STATED GOAL: Show each line below that contains the word "canyon", copying it whole. Case counts.

PROVIDED ENTRIES:
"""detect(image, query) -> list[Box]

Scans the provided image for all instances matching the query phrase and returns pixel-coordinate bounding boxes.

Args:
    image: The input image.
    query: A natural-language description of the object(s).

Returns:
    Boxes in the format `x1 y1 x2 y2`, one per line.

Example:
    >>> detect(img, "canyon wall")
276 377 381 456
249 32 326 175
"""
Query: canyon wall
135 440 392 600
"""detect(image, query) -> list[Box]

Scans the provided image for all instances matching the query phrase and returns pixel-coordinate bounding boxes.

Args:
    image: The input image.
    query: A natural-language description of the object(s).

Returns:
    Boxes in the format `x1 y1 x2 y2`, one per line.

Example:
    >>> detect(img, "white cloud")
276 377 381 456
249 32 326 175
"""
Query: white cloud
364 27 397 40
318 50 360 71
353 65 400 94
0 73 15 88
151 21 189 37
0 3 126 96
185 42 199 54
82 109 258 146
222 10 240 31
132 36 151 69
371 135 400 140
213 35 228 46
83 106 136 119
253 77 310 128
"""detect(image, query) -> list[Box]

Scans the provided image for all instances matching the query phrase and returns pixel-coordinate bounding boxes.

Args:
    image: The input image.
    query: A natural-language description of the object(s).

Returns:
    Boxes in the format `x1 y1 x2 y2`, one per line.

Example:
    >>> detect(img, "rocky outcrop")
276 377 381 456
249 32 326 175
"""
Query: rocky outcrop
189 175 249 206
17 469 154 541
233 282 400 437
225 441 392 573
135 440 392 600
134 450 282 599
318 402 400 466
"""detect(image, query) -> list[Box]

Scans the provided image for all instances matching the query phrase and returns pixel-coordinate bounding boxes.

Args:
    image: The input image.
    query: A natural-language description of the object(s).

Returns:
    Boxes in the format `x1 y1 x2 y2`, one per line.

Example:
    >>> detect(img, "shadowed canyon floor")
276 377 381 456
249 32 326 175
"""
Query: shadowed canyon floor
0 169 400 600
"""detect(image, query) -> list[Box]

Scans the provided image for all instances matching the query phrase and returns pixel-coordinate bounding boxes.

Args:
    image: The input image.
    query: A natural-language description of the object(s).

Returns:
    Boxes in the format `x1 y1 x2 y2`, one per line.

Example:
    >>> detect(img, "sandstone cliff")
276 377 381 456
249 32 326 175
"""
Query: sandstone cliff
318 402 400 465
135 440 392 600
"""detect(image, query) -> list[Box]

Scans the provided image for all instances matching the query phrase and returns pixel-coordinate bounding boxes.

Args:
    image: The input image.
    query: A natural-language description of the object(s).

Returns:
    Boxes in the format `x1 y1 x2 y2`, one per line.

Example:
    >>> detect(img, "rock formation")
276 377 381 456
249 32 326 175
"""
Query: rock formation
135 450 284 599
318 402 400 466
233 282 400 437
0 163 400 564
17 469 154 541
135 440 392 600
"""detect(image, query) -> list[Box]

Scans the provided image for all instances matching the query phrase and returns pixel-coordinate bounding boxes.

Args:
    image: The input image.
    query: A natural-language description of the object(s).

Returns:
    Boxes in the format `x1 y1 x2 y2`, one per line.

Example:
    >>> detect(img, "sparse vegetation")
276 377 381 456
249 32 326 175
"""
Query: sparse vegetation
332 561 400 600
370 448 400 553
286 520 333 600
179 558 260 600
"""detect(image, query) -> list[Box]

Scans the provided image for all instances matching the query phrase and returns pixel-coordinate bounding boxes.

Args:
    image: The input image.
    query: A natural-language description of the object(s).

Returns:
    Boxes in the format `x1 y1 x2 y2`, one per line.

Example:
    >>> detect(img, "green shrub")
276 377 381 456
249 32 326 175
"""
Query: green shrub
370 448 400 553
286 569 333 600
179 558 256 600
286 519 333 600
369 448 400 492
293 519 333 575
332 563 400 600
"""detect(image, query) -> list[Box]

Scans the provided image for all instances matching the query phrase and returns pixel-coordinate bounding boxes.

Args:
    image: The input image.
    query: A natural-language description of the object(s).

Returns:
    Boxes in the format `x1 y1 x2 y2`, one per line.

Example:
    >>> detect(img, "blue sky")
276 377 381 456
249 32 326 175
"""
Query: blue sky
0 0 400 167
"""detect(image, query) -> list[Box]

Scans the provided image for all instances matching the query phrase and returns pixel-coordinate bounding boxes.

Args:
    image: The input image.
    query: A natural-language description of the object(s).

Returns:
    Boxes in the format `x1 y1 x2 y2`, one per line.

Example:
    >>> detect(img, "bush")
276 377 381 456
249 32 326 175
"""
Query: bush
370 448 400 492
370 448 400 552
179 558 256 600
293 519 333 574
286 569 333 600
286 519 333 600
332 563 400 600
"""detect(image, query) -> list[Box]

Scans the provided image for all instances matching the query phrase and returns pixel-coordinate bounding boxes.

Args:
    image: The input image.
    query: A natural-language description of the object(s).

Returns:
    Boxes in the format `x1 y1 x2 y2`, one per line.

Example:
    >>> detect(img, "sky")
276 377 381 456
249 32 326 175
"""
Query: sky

REPLY TO THE TASK:
    >>> detect(img, "canyon wall")
Query: canyon wall
    >>> detect(img, "shadowed canyon floor")
Query: shadowed canyon floor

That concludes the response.